[Records for this task]
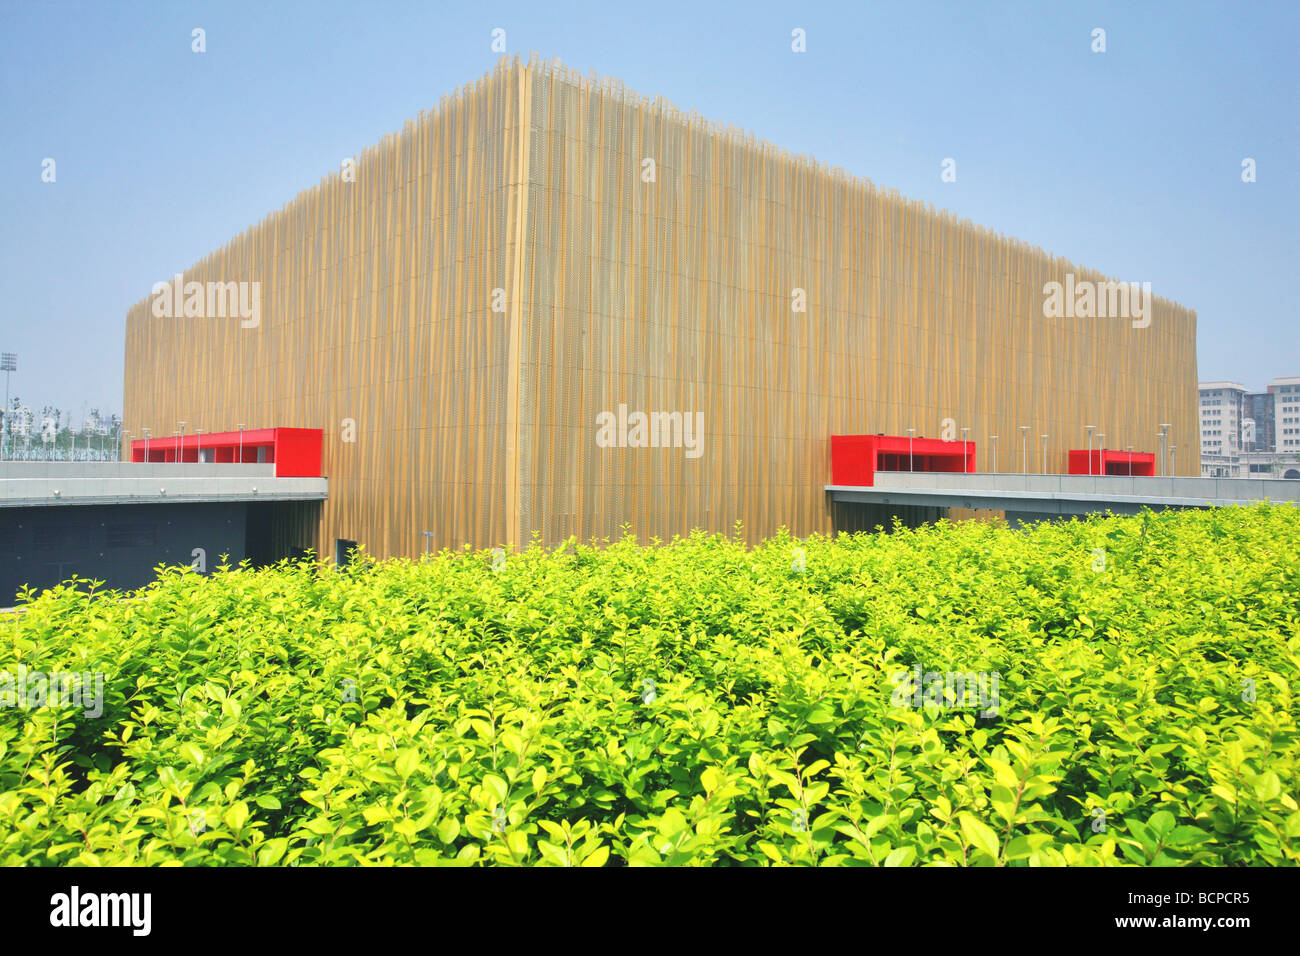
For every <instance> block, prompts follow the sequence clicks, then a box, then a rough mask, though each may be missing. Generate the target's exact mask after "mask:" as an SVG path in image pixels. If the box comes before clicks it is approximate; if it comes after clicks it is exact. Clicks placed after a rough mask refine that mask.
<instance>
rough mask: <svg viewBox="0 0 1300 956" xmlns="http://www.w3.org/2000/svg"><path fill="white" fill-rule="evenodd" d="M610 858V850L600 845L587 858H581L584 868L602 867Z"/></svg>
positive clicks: (607, 848)
mask: <svg viewBox="0 0 1300 956" xmlns="http://www.w3.org/2000/svg"><path fill="white" fill-rule="evenodd" d="M608 858H610V848H608V847H604V845H601V847H597V848H595V849H594V851H591V852H590V853H589V855H588V856H585V857H582V865H584V866H604V862H606V860H608Z"/></svg>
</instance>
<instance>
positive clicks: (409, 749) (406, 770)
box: [394, 748, 420, 780]
mask: <svg viewBox="0 0 1300 956" xmlns="http://www.w3.org/2000/svg"><path fill="white" fill-rule="evenodd" d="M419 765H420V753H419V750H416V749H415V748H407V749H404V750H402V753H399V754H398V758H396V762H395V763H394V767H395V769H396V771H398V775H399V777H400V778H402V779H403V780H406V779H407V778H408V777H411V774H413V773H415V769H416V767H417V766H419Z"/></svg>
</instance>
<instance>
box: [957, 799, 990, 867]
mask: <svg viewBox="0 0 1300 956" xmlns="http://www.w3.org/2000/svg"><path fill="white" fill-rule="evenodd" d="M957 819H958V822H959V823H961V826H962V832H963V834H965V835H966V839H967V840H969V842H970V844H971V845H974V847H975V848H976V849H980V851H983V852H984V853H987V855H988V856H989V857H991V858H992V860H995V861H996V860H997V834H996V832H993V829H992V827H991V826H989V825H988V823H985V822H983V821H982V819H979V818H978V817H976V816H975V814H972V813H969V812H966V810H963V812H961V813H958V814H957Z"/></svg>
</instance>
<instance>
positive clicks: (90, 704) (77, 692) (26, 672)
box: [0, 666, 104, 718]
mask: <svg viewBox="0 0 1300 956" xmlns="http://www.w3.org/2000/svg"><path fill="white" fill-rule="evenodd" d="M0 708H21V709H23V710H32V709H38V708H77V709H79V710H82V711H85V714H86V717H90V718H95V717H100V715H101V714H103V713H104V674H103V672H101V671H53V672H49V674H45V672H43V671H29V670H27V669H26V667H21V666H19V667H18V671H17V674H13V672H10V671H0Z"/></svg>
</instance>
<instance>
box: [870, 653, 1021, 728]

[About this exercise] Please count the lines of the listing above that contain the string "rough", treating uppercase and lowercase as different. Reply with only the number.

[Response area] 2